### [Work item]
In the entries below, find the line with "<point>589,387</point>" and print exactly every line from there up to and including the line with "<point>397,80</point>", with no other lines.

### [Data supplied]

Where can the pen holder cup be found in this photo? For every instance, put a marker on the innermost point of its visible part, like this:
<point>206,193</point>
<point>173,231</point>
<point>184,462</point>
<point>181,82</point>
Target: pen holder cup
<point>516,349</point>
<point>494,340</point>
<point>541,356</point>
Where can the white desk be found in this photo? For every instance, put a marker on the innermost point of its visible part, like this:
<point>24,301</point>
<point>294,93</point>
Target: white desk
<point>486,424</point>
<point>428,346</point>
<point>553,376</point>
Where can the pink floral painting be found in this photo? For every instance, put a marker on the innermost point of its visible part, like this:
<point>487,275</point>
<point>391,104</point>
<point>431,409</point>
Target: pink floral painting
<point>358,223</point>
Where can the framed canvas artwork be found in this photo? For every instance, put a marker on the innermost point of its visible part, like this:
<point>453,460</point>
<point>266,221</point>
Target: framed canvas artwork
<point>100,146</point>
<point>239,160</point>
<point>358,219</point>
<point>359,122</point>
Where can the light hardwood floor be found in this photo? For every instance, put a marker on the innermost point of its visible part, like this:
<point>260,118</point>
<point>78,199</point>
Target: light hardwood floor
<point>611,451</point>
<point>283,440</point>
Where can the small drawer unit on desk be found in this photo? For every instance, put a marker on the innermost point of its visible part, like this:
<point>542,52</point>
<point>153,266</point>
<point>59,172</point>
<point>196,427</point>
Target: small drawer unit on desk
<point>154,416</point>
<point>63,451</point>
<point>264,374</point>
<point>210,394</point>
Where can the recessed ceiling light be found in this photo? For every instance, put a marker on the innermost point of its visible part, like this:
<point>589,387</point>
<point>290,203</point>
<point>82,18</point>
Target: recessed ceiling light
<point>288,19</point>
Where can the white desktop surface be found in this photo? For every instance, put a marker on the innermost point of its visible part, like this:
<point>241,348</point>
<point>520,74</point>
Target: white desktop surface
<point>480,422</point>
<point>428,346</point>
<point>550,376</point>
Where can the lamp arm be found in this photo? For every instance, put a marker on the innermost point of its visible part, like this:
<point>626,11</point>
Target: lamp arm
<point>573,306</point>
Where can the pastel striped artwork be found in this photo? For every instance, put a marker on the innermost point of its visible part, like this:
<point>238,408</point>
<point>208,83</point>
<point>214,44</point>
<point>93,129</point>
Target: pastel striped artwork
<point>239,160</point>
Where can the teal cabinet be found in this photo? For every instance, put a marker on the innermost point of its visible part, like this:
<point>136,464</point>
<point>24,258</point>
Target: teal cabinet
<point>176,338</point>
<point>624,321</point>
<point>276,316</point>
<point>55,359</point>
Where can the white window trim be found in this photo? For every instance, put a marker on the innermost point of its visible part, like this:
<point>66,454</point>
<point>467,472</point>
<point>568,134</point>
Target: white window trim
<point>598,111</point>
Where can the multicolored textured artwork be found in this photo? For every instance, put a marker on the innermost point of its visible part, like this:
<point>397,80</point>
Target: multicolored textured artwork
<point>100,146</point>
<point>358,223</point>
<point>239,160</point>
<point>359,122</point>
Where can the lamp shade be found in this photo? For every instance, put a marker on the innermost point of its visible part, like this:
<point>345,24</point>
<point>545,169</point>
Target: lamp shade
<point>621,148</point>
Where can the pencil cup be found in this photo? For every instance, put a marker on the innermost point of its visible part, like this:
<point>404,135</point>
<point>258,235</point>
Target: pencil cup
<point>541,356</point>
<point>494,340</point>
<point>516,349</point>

### [Written answer]
<point>589,387</point>
<point>290,203</point>
<point>82,18</point>
Target: recessed ceiling light
<point>288,19</point>
Where can the white desktop surface be found in this photo? For every instance, put a marker on the innermost point of its visible part, like this:
<point>241,348</point>
<point>520,74</point>
Target: white desktop surface
<point>480,422</point>
<point>428,346</point>
<point>550,376</point>
Where can the lamp arm be found in this photo? For every instance, put a marker on the innermost point of its visible part, like this:
<point>626,11</point>
Target: lamp arm
<point>573,306</point>
Where can the pastel striped artwork be found in this photo? For every instance, put a marker on the innermost point of its visible part, like this:
<point>238,408</point>
<point>208,83</point>
<point>214,44</point>
<point>93,129</point>
Target: pastel striped artwork
<point>239,160</point>
Where can the teal cabinet be found in this photo? For every instance, put a marker on the innermost point of its visible part, like this:
<point>136,464</point>
<point>24,258</point>
Target: teal cabinet
<point>176,338</point>
<point>624,321</point>
<point>276,316</point>
<point>55,359</point>
Where can the white window trim be found in this photo? For every instance, put a marker on the innermost point of its visible part, like this:
<point>66,454</point>
<point>467,472</point>
<point>568,134</point>
Target: white window trim
<point>598,111</point>
Where can the multicolored textured artwork be found in this photo? For every instance, put a marker on the innermost point of its visible part, like this:
<point>397,80</point>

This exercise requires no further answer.